TASK ITEM:
What the task needs is the data below, written out verbatim.

[Data excerpts]
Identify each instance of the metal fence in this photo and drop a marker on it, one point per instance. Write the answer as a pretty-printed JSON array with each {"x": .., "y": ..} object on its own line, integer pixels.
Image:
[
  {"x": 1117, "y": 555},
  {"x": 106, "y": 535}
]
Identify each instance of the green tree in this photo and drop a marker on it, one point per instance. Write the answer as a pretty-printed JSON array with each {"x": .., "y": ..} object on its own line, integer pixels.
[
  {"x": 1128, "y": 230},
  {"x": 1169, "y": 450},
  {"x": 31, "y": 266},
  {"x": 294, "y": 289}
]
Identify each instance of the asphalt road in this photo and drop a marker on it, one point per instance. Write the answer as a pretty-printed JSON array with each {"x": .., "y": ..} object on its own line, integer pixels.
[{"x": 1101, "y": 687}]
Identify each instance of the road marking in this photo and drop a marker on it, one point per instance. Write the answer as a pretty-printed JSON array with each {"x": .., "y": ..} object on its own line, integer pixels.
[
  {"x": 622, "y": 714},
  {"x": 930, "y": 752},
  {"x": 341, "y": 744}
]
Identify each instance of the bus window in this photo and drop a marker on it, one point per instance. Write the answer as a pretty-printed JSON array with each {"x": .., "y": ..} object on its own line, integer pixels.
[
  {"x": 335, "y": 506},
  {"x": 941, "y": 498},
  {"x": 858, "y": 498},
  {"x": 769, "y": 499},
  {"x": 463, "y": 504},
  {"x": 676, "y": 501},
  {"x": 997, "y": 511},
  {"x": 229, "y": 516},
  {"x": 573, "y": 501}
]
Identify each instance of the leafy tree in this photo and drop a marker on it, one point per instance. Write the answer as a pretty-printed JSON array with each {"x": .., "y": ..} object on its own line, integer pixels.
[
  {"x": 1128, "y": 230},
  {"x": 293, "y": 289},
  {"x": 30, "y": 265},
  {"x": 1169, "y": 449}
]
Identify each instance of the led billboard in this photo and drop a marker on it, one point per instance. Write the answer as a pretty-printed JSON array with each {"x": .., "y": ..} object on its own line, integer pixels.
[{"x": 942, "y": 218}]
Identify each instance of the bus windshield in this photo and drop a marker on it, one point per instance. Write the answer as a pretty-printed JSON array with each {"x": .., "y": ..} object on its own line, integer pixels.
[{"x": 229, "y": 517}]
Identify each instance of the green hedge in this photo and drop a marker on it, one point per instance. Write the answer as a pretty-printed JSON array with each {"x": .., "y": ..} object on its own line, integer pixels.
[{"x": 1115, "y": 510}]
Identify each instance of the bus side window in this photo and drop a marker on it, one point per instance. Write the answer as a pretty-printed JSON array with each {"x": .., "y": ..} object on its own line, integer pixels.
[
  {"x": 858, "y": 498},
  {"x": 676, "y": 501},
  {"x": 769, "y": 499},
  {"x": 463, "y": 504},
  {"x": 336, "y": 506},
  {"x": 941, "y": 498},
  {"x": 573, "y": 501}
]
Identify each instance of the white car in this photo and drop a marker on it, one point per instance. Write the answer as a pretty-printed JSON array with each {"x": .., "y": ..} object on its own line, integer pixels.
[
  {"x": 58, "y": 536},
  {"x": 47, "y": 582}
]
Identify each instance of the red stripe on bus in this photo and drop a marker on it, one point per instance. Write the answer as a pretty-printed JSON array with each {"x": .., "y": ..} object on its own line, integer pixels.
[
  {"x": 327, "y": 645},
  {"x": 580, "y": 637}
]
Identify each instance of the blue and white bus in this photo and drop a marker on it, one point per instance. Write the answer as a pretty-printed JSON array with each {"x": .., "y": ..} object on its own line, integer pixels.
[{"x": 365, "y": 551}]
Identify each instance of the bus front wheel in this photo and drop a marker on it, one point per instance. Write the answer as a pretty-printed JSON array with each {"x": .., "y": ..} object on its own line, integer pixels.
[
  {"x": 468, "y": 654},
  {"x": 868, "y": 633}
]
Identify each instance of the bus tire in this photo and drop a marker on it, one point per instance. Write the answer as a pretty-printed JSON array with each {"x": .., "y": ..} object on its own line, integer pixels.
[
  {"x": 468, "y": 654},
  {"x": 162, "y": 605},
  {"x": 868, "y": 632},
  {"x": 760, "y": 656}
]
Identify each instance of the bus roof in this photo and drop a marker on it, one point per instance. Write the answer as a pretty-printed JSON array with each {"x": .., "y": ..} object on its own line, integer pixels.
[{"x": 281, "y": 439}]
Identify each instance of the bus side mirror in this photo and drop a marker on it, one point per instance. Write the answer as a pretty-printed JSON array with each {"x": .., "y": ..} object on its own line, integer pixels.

WORKED SOLUTION:
Identify each instance of the metal fence in this photo and drop a marker on it, one point per instance. Write the answer as a pretty-printed JSON array with each {"x": .., "y": ..} object on its own line, integer pixels.
Image:
[
  {"x": 1117, "y": 555},
  {"x": 106, "y": 535}
]
Identify each instance of the green tree in this photo and drop a marker on it, one point per instance. Write the answer as a pretty-printed JSON array with each {"x": .., "y": ..} object on its own line, integer pixels.
[
  {"x": 1128, "y": 230},
  {"x": 1169, "y": 450},
  {"x": 31, "y": 266},
  {"x": 294, "y": 289}
]
Identify each instance of the asphalt road in this photo and drop a marker on it, one point per instance. Write the answer as a pretty-printed JSON array with each {"x": .., "y": ..} object on its own line, integer pixels.
[{"x": 1101, "y": 687}]
Identify each instance of the road marking in this photo and drop a marker on it, one point per instance. Write the answer as a pretty-printed JSON array with each {"x": .., "y": ..} object on its own line, integer pixels.
[
  {"x": 622, "y": 714},
  {"x": 930, "y": 752},
  {"x": 341, "y": 744}
]
Identify each instance of the bus window in this photo and drop a marker on it, one point per instance. Write the answer as a pretty-printed JSON array with each {"x": .., "y": ..} object on its own line, integer pixels.
[
  {"x": 335, "y": 506},
  {"x": 941, "y": 498},
  {"x": 858, "y": 498},
  {"x": 769, "y": 499},
  {"x": 463, "y": 504},
  {"x": 676, "y": 501},
  {"x": 997, "y": 511},
  {"x": 229, "y": 516},
  {"x": 573, "y": 501}
]
Identify each instance of the leafy tree in this photo and drop a marker on it, one point per instance. Write the answer as a pretty-printed JSON array with each {"x": .., "y": ..} object on its own line, integer pixels.
[
  {"x": 1128, "y": 230},
  {"x": 293, "y": 289},
  {"x": 30, "y": 265},
  {"x": 1169, "y": 449}
]
Identify each instance of the led billboard in this photo and drop a marker on it, one point per instance. Write the answer as a pretty-printed JSON array with each {"x": .., "y": ..} object on its own line, integer pixels.
[{"x": 942, "y": 218}]
Identify each instance of the bus windshield in this photo and drop a marker on it, one point per instance. Write the answer as a pretty-printed JSON array with each {"x": .., "y": ..} object on its own line, integer pixels.
[{"x": 229, "y": 517}]
Identify each instance of the green hedge in this photo and drop a marker on it, one point per instance. Write the answer as a pretty-printed JSON array with each {"x": .., "y": ..} object on its own line, integer pixels.
[{"x": 1115, "y": 510}]
Identify each instance of the bus side window in this photo and drop a marker on it, one point per instance. Write the answer as a pretty-printed JSON array with each {"x": .., "y": ..} object on its own line, integer pixels.
[
  {"x": 858, "y": 498},
  {"x": 676, "y": 501},
  {"x": 769, "y": 499},
  {"x": 463, "y": 504},
  {"x": 336, "y": 506},
  {"x": 941, "y": 498},
  {"x": 573, "y": 501}
]
Identify each instance of the white car in this photo and drop a marker on it, one point per instance. Write the answer as a pretty-printed JSON array with each {"x": .., "y": ..} object on its own line, integer pixels.
[
  {"x": 58, "y": 536},
  {"x": 47, "y": 582}
]
Identify each instance of the red stripe on bus in this photo and drop a marker on it, one point per instance. Write the answer as a pretty-printed JSON array with each {"x": .., "y": ..} object on its own line, integer pixels.
[
  {"x": 327, "y": 645},
  {"x": 580, "y": 637}
]
Identify each instance of the blue and white bus in this photo and drop a marker on it, one point per instance. Write the answer as a pretty-printed JSON array with each {"x": .., "y": ..} object on its own line, integer pixels.
[{"x": 365, "y": 551}]
Identify each instance of the bus front wheel in this photo and drop a marker on it, one point per instance. Write the answer as a pretty-printed JSON array with each {"x": .., "y": ..} object on its own line, integer pixels.
[
  {"x": 468, "y": 654},
  {"x": 868, "y": 633}
]
Identify each instance of the bus tire in this photo and drop a marker on it, one point per instance. Write the answer as a pretty-printed JSON array with each {"x": .., "y": ..} object on its own line, integer pixels.
[
  {"x": 468, "y": 654},
  {"x": 162, "y": 605},
  {"x": 868, "y": 632},
  {"x": 760, "y": 656}
]
Identify each instance of the bus roof in this photo and drop a marker on it, one point per instance. Write the answer as a pretty-printed JSON array with each {"x": .., "y": ..} object on its own line, integer pixels.
[{"x": 281, "y": 439}]
Identify each instance of the bus side mirror in this photo and drop a marker on it, one point per instance. Write the answer as a pretty-printed JSON array with each {"x": .., "y": ..} object on its own line, integer pixels.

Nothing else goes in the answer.